EXERCISE DESCRIPTION »
Among the entries below, one line contains "Wanted = one point per instance on the pine" and another contains "x=176, y=228". Transcribe those two lines and every line between them, exactly.

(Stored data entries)
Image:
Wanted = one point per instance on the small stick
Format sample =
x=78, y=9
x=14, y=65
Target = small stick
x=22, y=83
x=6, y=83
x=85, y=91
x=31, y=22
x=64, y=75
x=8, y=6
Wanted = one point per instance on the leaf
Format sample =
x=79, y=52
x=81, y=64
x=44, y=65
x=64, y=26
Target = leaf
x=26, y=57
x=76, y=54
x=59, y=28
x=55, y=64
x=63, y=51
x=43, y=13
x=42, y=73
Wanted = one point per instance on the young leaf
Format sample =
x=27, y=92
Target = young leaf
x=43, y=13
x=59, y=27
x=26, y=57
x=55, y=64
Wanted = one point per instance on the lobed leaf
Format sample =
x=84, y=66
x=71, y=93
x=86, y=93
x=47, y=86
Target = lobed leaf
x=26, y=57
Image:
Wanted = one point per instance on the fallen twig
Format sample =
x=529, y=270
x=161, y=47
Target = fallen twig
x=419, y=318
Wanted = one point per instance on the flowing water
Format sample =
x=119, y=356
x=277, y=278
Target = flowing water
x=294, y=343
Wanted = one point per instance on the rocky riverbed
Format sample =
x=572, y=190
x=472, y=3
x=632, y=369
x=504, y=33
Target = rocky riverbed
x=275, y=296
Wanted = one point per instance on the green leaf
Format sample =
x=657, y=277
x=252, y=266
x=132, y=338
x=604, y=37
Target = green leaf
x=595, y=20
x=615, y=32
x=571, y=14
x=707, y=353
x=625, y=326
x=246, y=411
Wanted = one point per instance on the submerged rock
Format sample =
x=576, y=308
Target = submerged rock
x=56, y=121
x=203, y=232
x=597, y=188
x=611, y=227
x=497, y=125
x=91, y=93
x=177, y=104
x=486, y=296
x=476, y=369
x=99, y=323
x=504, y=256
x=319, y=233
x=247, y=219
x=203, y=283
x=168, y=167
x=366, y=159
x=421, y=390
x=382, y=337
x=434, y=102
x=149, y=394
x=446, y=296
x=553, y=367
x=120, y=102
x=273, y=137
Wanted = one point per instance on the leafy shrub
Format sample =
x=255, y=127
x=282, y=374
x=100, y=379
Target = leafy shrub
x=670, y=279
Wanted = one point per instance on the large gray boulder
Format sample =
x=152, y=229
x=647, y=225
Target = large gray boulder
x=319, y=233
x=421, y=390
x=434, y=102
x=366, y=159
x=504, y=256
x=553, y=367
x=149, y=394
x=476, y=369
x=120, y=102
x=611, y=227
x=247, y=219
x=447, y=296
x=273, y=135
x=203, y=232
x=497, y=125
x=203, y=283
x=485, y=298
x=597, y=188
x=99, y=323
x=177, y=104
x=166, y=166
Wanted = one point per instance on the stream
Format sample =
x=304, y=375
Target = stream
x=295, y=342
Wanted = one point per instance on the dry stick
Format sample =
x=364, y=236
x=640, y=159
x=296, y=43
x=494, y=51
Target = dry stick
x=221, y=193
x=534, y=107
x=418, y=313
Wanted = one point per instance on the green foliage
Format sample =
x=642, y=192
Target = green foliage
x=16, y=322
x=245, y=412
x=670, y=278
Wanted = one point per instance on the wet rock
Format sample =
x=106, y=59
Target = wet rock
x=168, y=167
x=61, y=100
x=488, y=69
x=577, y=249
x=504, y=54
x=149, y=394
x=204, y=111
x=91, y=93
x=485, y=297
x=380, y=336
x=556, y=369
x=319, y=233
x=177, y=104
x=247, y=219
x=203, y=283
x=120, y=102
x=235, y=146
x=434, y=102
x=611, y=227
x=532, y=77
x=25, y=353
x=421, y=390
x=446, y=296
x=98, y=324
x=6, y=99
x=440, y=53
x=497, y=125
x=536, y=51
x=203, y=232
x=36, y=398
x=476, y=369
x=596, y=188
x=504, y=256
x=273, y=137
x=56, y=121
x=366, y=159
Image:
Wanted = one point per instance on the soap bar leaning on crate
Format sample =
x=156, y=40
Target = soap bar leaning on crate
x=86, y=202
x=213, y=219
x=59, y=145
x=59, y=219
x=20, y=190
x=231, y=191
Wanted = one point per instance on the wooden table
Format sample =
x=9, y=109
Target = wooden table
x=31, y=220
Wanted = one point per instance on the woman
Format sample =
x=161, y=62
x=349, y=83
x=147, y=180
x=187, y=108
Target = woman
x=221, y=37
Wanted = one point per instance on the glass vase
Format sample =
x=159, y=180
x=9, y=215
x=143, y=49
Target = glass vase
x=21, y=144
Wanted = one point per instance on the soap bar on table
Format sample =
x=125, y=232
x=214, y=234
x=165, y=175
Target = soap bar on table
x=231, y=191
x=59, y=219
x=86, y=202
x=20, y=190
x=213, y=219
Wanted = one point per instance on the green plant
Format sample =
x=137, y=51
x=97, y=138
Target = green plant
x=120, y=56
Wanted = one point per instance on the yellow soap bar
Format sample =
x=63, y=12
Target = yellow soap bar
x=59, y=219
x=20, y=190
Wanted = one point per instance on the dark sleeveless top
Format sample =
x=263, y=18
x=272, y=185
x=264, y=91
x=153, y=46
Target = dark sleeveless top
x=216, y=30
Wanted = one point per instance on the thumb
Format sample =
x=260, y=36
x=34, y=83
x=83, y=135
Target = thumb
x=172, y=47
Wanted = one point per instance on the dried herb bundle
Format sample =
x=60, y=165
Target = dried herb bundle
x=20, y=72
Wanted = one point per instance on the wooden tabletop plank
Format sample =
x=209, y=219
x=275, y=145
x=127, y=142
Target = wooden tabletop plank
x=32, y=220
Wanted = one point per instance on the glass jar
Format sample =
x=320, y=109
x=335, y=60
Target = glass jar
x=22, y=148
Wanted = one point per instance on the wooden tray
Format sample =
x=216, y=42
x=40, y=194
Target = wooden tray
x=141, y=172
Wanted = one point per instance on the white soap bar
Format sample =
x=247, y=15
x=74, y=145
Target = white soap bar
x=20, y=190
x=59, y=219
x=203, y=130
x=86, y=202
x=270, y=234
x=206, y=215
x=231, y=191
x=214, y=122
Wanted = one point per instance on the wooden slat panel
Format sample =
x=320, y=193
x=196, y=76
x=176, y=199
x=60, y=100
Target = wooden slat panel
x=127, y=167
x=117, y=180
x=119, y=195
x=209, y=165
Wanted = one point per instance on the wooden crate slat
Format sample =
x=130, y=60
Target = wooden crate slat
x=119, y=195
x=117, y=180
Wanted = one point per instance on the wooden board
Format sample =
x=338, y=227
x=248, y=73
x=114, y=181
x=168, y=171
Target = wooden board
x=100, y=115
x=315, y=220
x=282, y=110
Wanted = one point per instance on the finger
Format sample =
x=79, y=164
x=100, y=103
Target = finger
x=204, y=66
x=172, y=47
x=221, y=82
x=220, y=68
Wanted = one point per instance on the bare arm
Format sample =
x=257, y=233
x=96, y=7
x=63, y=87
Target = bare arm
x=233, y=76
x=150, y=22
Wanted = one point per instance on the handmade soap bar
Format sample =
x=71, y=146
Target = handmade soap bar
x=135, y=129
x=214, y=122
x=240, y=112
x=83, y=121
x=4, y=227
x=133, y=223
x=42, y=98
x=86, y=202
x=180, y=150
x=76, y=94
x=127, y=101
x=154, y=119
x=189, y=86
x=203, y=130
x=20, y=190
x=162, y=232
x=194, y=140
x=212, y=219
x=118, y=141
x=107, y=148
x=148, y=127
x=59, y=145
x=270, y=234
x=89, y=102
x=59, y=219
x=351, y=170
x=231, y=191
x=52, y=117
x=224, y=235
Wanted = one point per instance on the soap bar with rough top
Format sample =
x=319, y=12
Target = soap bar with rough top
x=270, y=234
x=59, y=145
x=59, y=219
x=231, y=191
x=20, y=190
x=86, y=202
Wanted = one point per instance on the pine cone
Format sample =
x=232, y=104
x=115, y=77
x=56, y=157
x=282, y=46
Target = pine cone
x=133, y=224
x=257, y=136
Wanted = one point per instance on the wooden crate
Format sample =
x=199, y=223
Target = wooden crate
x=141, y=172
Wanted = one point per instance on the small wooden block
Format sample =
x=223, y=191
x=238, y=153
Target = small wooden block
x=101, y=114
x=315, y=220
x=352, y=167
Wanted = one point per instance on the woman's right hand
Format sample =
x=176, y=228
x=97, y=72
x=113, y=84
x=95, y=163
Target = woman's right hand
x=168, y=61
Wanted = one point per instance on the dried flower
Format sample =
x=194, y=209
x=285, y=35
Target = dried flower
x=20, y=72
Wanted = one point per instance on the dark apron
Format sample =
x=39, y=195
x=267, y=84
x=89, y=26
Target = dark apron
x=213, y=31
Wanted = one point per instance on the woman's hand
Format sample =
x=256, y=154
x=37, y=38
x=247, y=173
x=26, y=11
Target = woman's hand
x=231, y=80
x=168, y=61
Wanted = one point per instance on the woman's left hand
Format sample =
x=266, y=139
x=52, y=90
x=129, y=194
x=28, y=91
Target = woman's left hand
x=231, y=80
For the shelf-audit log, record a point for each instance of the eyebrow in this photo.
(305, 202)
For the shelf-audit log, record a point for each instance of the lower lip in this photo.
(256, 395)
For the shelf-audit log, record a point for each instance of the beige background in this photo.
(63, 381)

PROBLEM SOLUTION »
Wanted = one point per instance on the pine cone
Format sample =
x=232, y=104
x=115, y=77
x=56, y=157
x=282, y=46
Target = pine cone
x=133, y=224
x=257, y=136
Wanted = one point per instance on the wooden crate
Format sample =
x=199, y=223
Target = wooden crate
x=141, y=172
Wanted = one point per instance on the small wooden block
Format sample =
x=223, y=191
x=238, y=153
Target = small wooden block
x=101, y=114
x=315, y=220
x=352, y=167
Wanted = one point per instance on the woman's right hand
Format sample =
x=176, y=228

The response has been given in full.